**Requisito:**
Retorne, sem nenhuma alteração, a passagem do texto sobre o ator-animador que começa em "Concentração – é" e termina em "de sua concentração.".

┌─ Trecho do texto

Concentração – é uma ferramentas imprescindível para o trabalho do ator-animador. Os caminhos para se obter a concentração são os mais variados e não cabe aqui descrever as múltiplas opções e treinamentos para obtê-la. É importante perceber que a concentração também resulta da auto-observação, da descoberta de diferentes estados corporais como tensão e relaxamento. E que a qualidade da atuação do ator-animador depende fundamentalmente de sua concentração.

Quando o ator-animador conhece esses princípios técnicos, certamente realiza melhor o seu trabalho, o boneco ganha credibilidade em cena, se torna verossímil e dá a impressão de que possui vida própria. Isso também ocorre quando o ator-animador está imbuído do que diz Brecht: “há muitos objetos num só objeto” (BRECHT apud KOUDELA, 1991, p. 80). Ou seja, ver além do aparente, olhar mais profundamente e ver a possibilidade do movimento, o “vir a ser” contido em cada objeto ou boneco. A técnica ou a qualidade da animação nasce desse tipo de concepção, aliada, naturalmente, ao exercício diário, ao trabalho paciente e prolongado. Ao mesmo tempo, vale repetir, os princípios acima arrolados não podem ser vistos como “camisa de força” porque não são regras fixas e imutáveis.

 

Para finalizar…
O ator-animador é, antes de tudo, um profissional de teatro, um intérprete, porque teatro de animação não pode ser concebido e estudado separadamente da arte teatral.

Esse profissional é, sobretudo, um artista capaz de elaborar uma linguagem própria e singular que não é a do ator e também não é a de um simples manipulador de objetos, pois domina múltiplos conhecimentos para a realização do seu trabalho.

└─
┌─ Informações fornecidas

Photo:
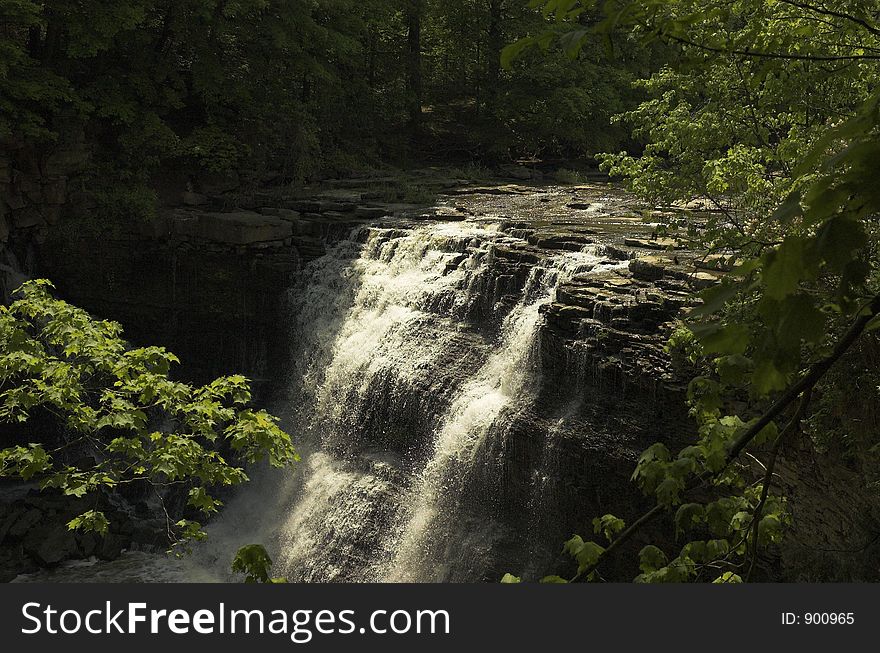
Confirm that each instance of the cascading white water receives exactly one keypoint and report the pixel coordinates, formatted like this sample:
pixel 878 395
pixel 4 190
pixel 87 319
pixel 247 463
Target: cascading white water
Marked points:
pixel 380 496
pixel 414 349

└─

**Resposta à tarefa:**
Concentração – é uma ferramentas imprescindível para o trabalho do ator-animador. Os caminhos para se obter a concentração são os mais variados e não cabe aqui descrever as múltiplas opções e treinamentos para obtê-la. É importante perceber que a concentração também resulta da auto-observação, da descoberta de diferentes estados corporais como tensão e relaxamento. E que a qualidade da atuação do ator-animador depende fundamentalmente de sua concentração.